PAGE TEXT:

☆ ☆ ☆

Clearwateranalytics.com is now cwan.com. Your Clearwater and Enfusion credentials have not changed.
Blog
13 min read

Auto-scaling batch processes on EC2 via queue depth

Motion-blurred view of moving train.
huge
By Craig Hecock

In the corporate world, efficiency is key. This blog post delves into the specifics of how we developed an efficient, auto-scaling approach to our batch processes. We explore queue-based scaling, complications that can arise during implementation, and provide practical examples to show how we are able to optimize operations while keeping costs in check.

At Clearwater, we have a service for batch processing called our ETL (Extract Transform Load) system, which processes about 6–8 million tasks each day. The hardware requirements for each task vary wildly from a single GB of memory, all the way to hundreds, and runtimes go from seconds to hours. The most predictable part of this process is the timing of the load. The vast majority of our processing happens in the morning hours, with afternoons being very light to almost idle. As an investment reporting company that processes massive volumes of accounting data, the only exception to this is around “month ends” (the first 5 days of a month) when most of our clients “lock down” their accounting information and generate reports for legal filing purposes, board reporting, etc. During this time, our load spreads out more into the afternoon.

Recently, we had the opportunity to migrate our applications from running on-prem in a data center to the cloud. This was quite the paradigm shift for how we handled load. Formerly, on-prem, we could simply (note to reader: laugh at “simply” here) buy as much hardware as we needed to handle our peak load and it would be ready for that load 24/7.

☆ ☆ ☆

TASKS TO PERFORM:
[1] Return the part of the blog post on auto-scaling batch processes from "Recently, we had" to "that load 24/7.", word for word.
[2] Answer these questions from the blog post on auto-scaling batch processes:
(a) About how many tasks does the ETL system process each day?
(b) Which days does the post mean by "month ends"?
(c) Where did the applications run before the move to the cloud?
[3] Put this sentence from the blog post on auto-scaling batch processes into Spanish: "The most predictable part of this process is the timing of the load."

MATERIAL:
☆ ☆ ☆

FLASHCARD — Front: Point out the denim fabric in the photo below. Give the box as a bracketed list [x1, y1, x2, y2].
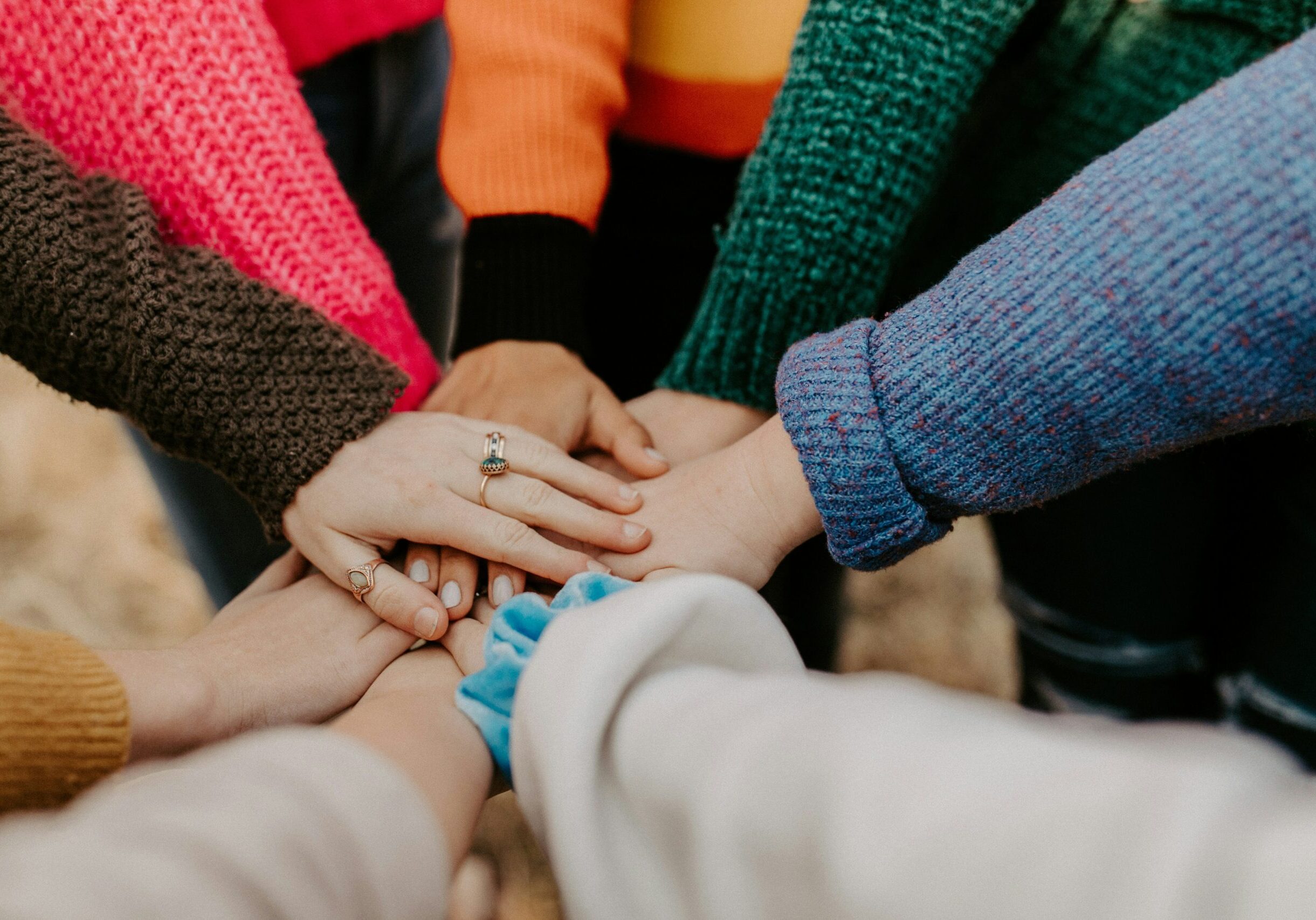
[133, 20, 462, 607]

☆ ☆ ☆

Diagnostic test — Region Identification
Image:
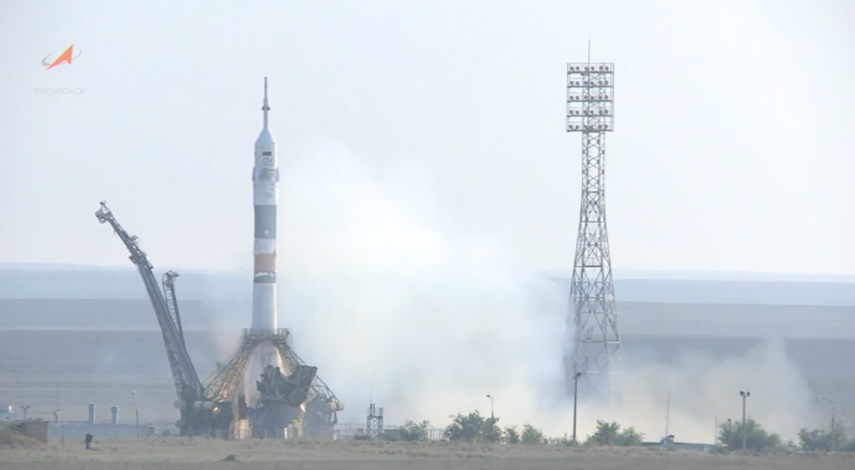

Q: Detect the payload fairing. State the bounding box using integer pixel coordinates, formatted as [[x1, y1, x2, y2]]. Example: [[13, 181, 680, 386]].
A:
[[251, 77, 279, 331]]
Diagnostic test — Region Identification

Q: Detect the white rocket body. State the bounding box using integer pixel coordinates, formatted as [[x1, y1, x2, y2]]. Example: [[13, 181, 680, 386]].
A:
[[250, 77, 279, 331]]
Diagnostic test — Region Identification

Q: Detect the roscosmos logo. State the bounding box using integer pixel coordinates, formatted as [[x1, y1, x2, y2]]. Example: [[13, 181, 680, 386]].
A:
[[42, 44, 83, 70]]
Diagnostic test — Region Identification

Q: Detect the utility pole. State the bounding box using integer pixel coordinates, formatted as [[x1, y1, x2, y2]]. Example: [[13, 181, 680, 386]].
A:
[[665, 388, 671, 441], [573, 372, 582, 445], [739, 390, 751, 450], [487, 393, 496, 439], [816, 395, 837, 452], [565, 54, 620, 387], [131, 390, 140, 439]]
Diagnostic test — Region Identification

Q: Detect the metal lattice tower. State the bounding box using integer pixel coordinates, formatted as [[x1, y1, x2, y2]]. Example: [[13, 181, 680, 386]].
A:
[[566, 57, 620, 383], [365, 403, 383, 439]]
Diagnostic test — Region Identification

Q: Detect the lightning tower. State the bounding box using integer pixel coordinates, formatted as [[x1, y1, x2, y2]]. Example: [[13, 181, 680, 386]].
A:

☆ ☆ ☆

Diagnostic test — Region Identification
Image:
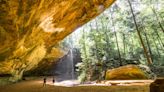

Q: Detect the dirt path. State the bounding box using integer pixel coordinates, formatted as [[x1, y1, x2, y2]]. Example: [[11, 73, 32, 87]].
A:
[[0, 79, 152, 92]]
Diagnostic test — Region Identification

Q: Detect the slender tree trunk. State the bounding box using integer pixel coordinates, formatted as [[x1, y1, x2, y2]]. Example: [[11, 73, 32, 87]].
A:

☆ ☆ ☆

SOLUTIONS TO THE PROBLEMS:
[1]
Recently, we had the opportunity to migrate our applications from running on-prem in a data center to the cloud. This was quite the paradigm shift for how we handled load. Formerly, on-prem, we could simply (note to reader: laugh at “simply” here) buy as much hardware as we needed to handle our peak load and it would be ready for that load 24/7.

[2]
(a) About 6–8 million tasks.
(b) The first 5 days of a month.
(c) On-prem in a data center.

[3] La parte más predecible de este proceso es el momento de la carga.